[Saved data entries]
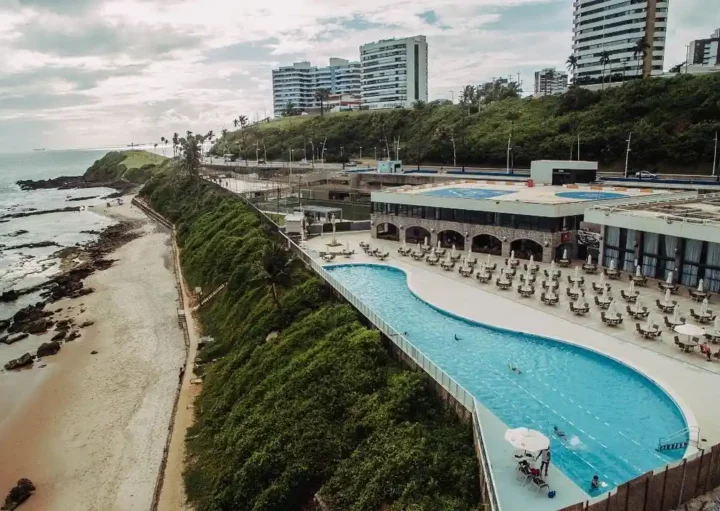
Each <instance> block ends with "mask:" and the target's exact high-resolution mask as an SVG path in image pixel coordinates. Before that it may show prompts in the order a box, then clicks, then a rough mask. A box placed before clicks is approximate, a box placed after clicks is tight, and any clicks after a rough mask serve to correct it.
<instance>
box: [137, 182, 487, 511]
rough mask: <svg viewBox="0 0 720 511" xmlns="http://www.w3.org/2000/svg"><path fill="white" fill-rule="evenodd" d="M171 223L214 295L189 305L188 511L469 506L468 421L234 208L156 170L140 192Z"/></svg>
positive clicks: (426, 379)
mask: <svg viewBox="0 0 720 511" xmlns="http://www.w3.org/2000/svg"><path fill="white" fill-rule="evenodd" d="M141 193H142V194H143V195H144V196H145V197H147V199H148V200H149V201H150V202H151V203H152V204H153V206H154V207H155V208H156V209H157V210H158V211H159V212H161V213H162V214H163V215H165V216H166V217H168V218H169V219H171V220H172V221H173V222H175V225H176V226H177V233H178V242H179V244H180V246H181V256H182V257H181V259H182V265H183V271H184V274H185V277H186V279H187V280H188V283H189V285H190V286H191V287H194V286H202V288H203V289H208V290H210V289H214V288H215V287H217V286H218V285H219V284H221V283H223V282H228V285H227V287H226V288H225V289H224V290H223V291H222V292H221V293H220V294H218V296H217V297H216V298H214V299H213V300H212V301H211V302H210V303H209V304H208V305H206V306H205V307H204V308H202V309H201V310H200V314H201V320H202V324H203V325H204V328H205V333H206V334H207V335H211V336H213V337H214V338H215V342H214V343H211V344H210V345H208V346H207V347H206V348H204V349H203V350H202V352H201V354H200V357H201V359H202V360H204V361H208V364H207V365H205V366H203V367H205V373H204V384H203V389H202V393H201V394H200V396H199V398H198V400H197V403H196V410H197V412H198V417H197V422H196V423H195V425H194V426H193V428H192V430H191V431H190V433H189V435H188V459H189V466H188V467H187V469H186V473H185V481H186V488H187V493H188V497H189V499H190V500H191V501H192V503H193V504H194V505H195V506H196V509H197V510H198V511H230V510H232V511H245V510H248V511H249V510H253V511H261V510H267V511H270V510H278V511H279V510H282V511H293V510H297V511H300V510H311V509H314V506H313V504H312V498H313V495H314V494H315V493H317V492H319V493H320V495H322V497H323V499H324V500H325V502H326V504H328V505H329V507H330V508H331V509H332V510H338V511H377V510H379V509H384V510H388V511H391V510H398V511H399V510H418V511H420V510H427V511H431V510H447V511H450V510H453V511H463V510H478V509H479V483H478V473H477V460H476V458H475V453H474V448H473V438H472V429H471V425H469V424H464V423H460V422H459V421H458V420H457V419H456V418H455V417H454V416H453V415H452V414H451V413H450V412H448V411H446V410H445V409H444V408H443V406H442V405H441V402H440V400H439V399H438V398H437V397H435V396H434V395H433V393H432V391H431V390H430V388H429V384H428V381H427V379H426V377H425V376H423V375H422V374H421V373H417V372H411V371H409V370H407V369H405V368H404V367H403V366H401V365H400V364H399V363H398V362H396V361H395V360H394V359H392V358H391V357H390V355H389V354H388V352H387V351H386V348H385V347H384V346H383V344H382V341H381V338H380V335H379V333H378V332H377V331H376V330H371V329H369V328H367V327H366V326H364V325H363V324H362V322H361V320H360V316H359V315H358V313H357V312H356V311H355V310H354V309H353V308H352V307H350V306H349V305H347V304H344V303H340V302H338V301H337V300H336V299H335V298H334V297H333V296H332V294H331V293H330V291H329V290H328V288H327V287H326V286H324V285H323V283H322V282H321V281H320V280H319V279H318V278H317V277H316V276H315V275H314V274H312V273H311V272H310V271H309V270H307V269H306V268H305V267H304V266H303V265H302V264H301V263H300V262H299V261H298V260H296V259H292V258H290V257H289V254H288V252H287V250H286V249H285V248H284V247H283V246H282V245H279V244H278V242H277V240H276V238H275V236H276V235H275V234H273V233H272V231H271V230H270V229H269V228H268V227H266V226H264V225H263V224H262V223H261V220H260V218H259V217H258V216H257V215H256V214H254V213H253V212H252V211H251V210H250V209H249V208H248V207H247V206H245V205H244V204H243V203H241V202H240V201H238V200H237V199H236V198H233V197H231V196H230V195H229V194H227V193H226V192H225V191H223V190H221V189H220V188H218V187H215V186H213V185H210V184H206V183H204V182H202V181H199V180H194V179H191V178H189V177H187V176H186V175H185V174H184V173H183V172H177V173H176V174H174V175H171V173H170V172H165V173H162V174H160V175H158V176H155V177H154V178H153V179H151V180H150V181H149V182H148V183H147V184H146V185H145V187H144V188H143V190H142V192H141Z"/></svg>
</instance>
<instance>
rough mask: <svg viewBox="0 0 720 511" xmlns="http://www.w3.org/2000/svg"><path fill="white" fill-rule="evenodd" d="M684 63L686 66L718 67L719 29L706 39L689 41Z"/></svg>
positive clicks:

## TASK PROMPT
Copy out the records from their beginning through the line that contains "positive clicks: (426, 379)", including both ends. Leave the pictures out of your copy.

## RESULT BELOW
Each <instance> block ends with "mask:" and the target's exact high-resolution mask as an SVG path in image pixel coordinates. Before that it may show prompts in the order a box, then clicks, then a rough mask. A box placed before clicks is approximate, a box placed after clicks is tight, and any clicks after a rough mask serve to correct it.
<instance>
box: [137, 182, 487, 511]
rough mask: <svg viewBox="0 0 720 511" xmlns="http://www.w3.org/2000/svg"><path fill="white" fill-rule="evenodd" d="M171 223L214 295L189 305L188 511L469 506L468 421L234 208L156 170L140 192Z"/></svg>
positive clicks: (426, 379)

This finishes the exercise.